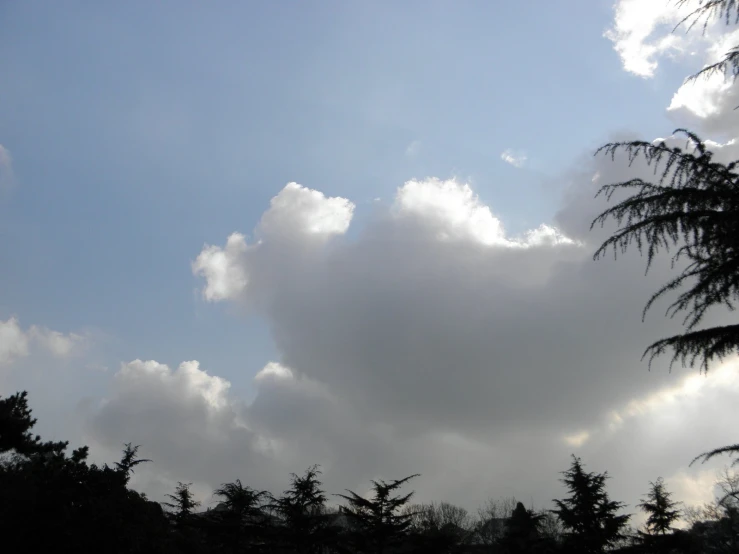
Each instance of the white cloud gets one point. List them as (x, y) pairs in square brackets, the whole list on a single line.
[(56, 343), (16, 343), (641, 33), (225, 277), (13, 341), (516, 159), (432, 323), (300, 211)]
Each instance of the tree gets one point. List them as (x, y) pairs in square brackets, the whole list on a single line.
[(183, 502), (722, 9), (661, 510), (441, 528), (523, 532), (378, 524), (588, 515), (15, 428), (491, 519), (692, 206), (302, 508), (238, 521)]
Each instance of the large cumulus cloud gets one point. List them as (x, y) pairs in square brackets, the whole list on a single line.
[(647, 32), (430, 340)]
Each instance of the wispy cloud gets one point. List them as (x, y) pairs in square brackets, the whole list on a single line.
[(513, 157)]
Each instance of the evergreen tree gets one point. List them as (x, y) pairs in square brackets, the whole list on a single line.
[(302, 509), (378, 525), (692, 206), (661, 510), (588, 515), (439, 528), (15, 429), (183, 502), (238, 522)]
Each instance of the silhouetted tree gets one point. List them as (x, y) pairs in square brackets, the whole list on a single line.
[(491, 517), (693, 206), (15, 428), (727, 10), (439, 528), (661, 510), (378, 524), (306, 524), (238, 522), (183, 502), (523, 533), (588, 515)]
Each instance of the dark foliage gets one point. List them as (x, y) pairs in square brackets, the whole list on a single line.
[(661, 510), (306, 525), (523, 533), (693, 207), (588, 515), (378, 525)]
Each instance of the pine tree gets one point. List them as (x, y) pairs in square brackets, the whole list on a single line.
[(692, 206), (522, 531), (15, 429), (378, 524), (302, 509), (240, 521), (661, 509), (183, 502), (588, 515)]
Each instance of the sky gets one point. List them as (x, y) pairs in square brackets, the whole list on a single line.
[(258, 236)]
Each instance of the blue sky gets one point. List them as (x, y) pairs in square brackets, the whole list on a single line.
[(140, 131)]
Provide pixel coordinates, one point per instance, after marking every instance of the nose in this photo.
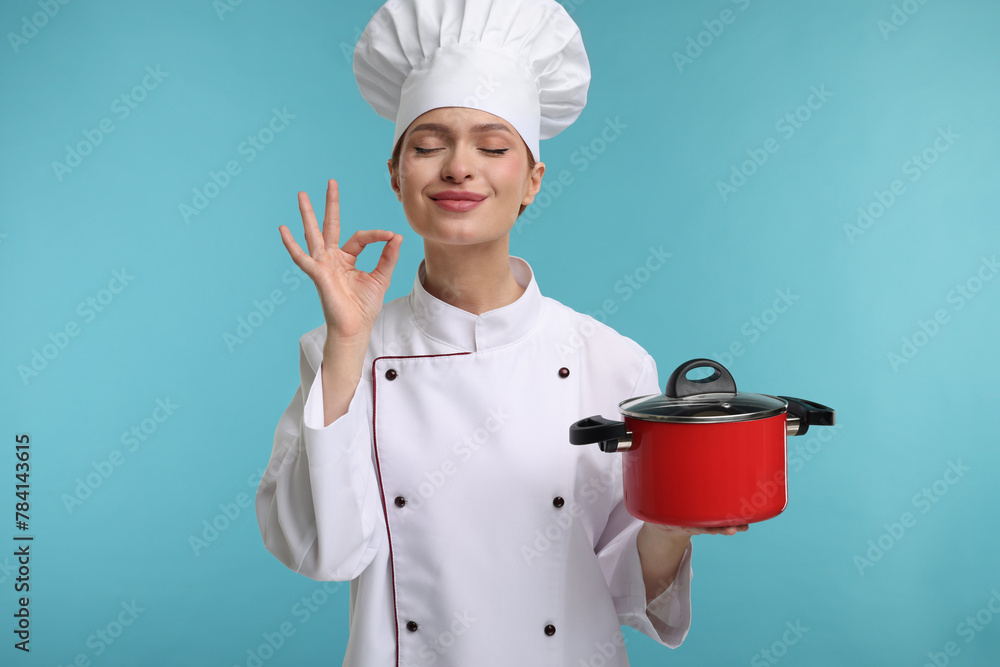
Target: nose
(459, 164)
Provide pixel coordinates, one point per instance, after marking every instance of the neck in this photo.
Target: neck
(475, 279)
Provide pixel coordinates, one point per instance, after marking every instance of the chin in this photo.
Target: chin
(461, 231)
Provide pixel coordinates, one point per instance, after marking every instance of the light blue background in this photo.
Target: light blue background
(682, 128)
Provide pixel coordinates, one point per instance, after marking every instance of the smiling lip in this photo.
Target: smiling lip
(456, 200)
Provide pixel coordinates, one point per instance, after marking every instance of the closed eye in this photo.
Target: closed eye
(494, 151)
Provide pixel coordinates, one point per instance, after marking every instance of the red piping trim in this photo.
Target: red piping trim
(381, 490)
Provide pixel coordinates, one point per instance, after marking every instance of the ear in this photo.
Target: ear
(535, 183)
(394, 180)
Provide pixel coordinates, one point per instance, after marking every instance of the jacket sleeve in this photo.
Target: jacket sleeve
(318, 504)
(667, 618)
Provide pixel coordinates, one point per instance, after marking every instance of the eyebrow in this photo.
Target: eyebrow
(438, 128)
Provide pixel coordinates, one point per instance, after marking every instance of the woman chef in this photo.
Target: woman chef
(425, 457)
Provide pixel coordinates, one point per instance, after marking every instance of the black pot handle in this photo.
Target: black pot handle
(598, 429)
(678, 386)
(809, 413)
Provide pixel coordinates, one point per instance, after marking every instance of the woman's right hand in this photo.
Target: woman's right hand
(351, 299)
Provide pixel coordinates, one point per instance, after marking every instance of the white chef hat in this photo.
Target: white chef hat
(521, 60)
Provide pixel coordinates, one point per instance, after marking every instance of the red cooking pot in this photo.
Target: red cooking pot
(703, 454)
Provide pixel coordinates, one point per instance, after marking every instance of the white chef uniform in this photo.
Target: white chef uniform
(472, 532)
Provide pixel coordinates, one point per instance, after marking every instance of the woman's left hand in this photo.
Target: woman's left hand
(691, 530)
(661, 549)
============================================================
◆ REQUIRED WORK
The listing above must be given again exactly, minus its pictures.

◆ EXERCISE RESPONSE
Each instance of the white cloud gets one point. List them as (x, y) pairs in square brackets, the whole list on a single line.
[(56, 343), (16, 343), (641, 33), (225, 277), (13, 341), (516, 159), (432, 323), (300, 211)]
Each instance of the tree gets one point. List them as (x, y) pairs in square brackets, the whole list on a single line.
[(183, 502), (722, 9), (661, 510), (441, 528), (523, 532), (378, 524), (588, 515), (15, 428), (491, 519), (692, 206), (302, 508), (238, 521)]
Each instance of the large cumulus cloud gets one point. List them as (x, y) pairs in square brackets, the whole list on a single line.
[(647, 32), (430, 340)]
Each instance of the wispy cloud gets one point. List them as (x, y) pairs in square brackets, the whole list on a single line.
[(513, 157)]
Each instance of the evergreen tree gets one point. List them as (x, y) pairs in square brackets, the whole list on a single line.
[(302, 509), (378, 525), (692, 206), (661, 510), (588, 515), (439, 528), (15, 429), (183, 502), (238, 522)]
Each instance of the silhouetted tree gets one point. List them as (x, y) pairs in square brackets, the whole list on a single line.
[(491, 517), (693, 206), (15, 428), (727, 10), (439, 528), (661, 510), (378, 524), (306, 524), (238, 522), (183, 502), (523, 533), (588, 515)]
Each instance of the dark foliage gets one point. List them as (x, y) pairs in square brackets, the whole list on a single line.
[(661, 510), (306, 525), (523, 533), (693, 207), (588, 515), (378, 525)]
Each instance of the pine tree gets one point. List them as (x, y) pairs in square brackets, the whole list on a single line.
[(692, 206), (522, 531), (15, 429), (378, 524), (302, 509), (240, 521), (661, 509), (183, 502), (588, 515)]
Each instance of the sky gets one point. List them as (x, y) pairs in square brackets, the whole list on a single line.
[(258, 236)]
Each instance of the blue sky gets one point. List them as (x, y) pairs in square brackets, the whole list on a single line.
[(140, 131)]
Provide pixel coordinates, one point per instance, after marking every instance of the nose in this photo.
Target: nose
(459, 164)
Provide pixel coordinates, one point per instance, after marking every instance of the neck in this photo.
Target: neck
(475, 279)
Provide pixel coordinates, one point per instance, after marking every instance of the chin in this photo.
Target: chin
(461, 231)
Provide pixel coordinates, one point per instance, after marking every instance of the light blue background in this photo.
Target: light blue background
(682, 128)
Provide pixel coordinates, one point per instance, after marking every instance of the smiling lip in this photo.
Target: smiling lip
(456, 200)
Provide pixel coordinates, one point per instance, after marking every instance of the closed eye in this photo.
Target: closed eye
(494, 151)
Provide pixel coordinates, one point per instance, after marking every instance of the red piping trim in this photo.
Target: red piping trim
(381, 490)
Provide pixel coordinates, one point per instance, after marking every instance of the ear in this photo.
Target: ear
(535, 183)
(394, 180)
Provide pixel coordinates, one point per instance, after marking every instance of the jacket sleeve in this photo.
Target: jacket sleeve
(318, 504)
(667, 618)
Provide pixel coordinates, one point per instance, after marking every instance of the eyebrow in this photo.
Target: eyebrow
(438, 128)
Provide pixel coordinates, one point per instance, after marking every instance of the woman chef in this photo.
Target: woman chef
(425, 457)
Provide pixel coordinates, one point per instance, after marking every instance of the black pot handle in this photo.
Target: black pot handle
(598, 429)
(678, 386)
(809, 413)
Provide pixel coordinates, one point per instance, after marking every instance of the woman's right hand in this photo.
Target: woman's right hand
(351, 299)
Provide pixel coordinates, one point per instance, after marking every instance of the white chef hat in this photo.
Target: white chef hat
(521, 60)
Provide pixel coordinates, one point per instance, after marking every instance of the red cooking pot in this photo.
Target: red cooking pot
(703, 454)
Provide pixel coordinates, one point per instance, after marking every instance of the white chef uniform in this photo.
Target: white chef uniform
(472, 532)
Provide pixel coordinates, one point per instance, after marking every instance of the woman's left hand in this photo.
Target: woman's left hand
(691, 530)
(661, 549)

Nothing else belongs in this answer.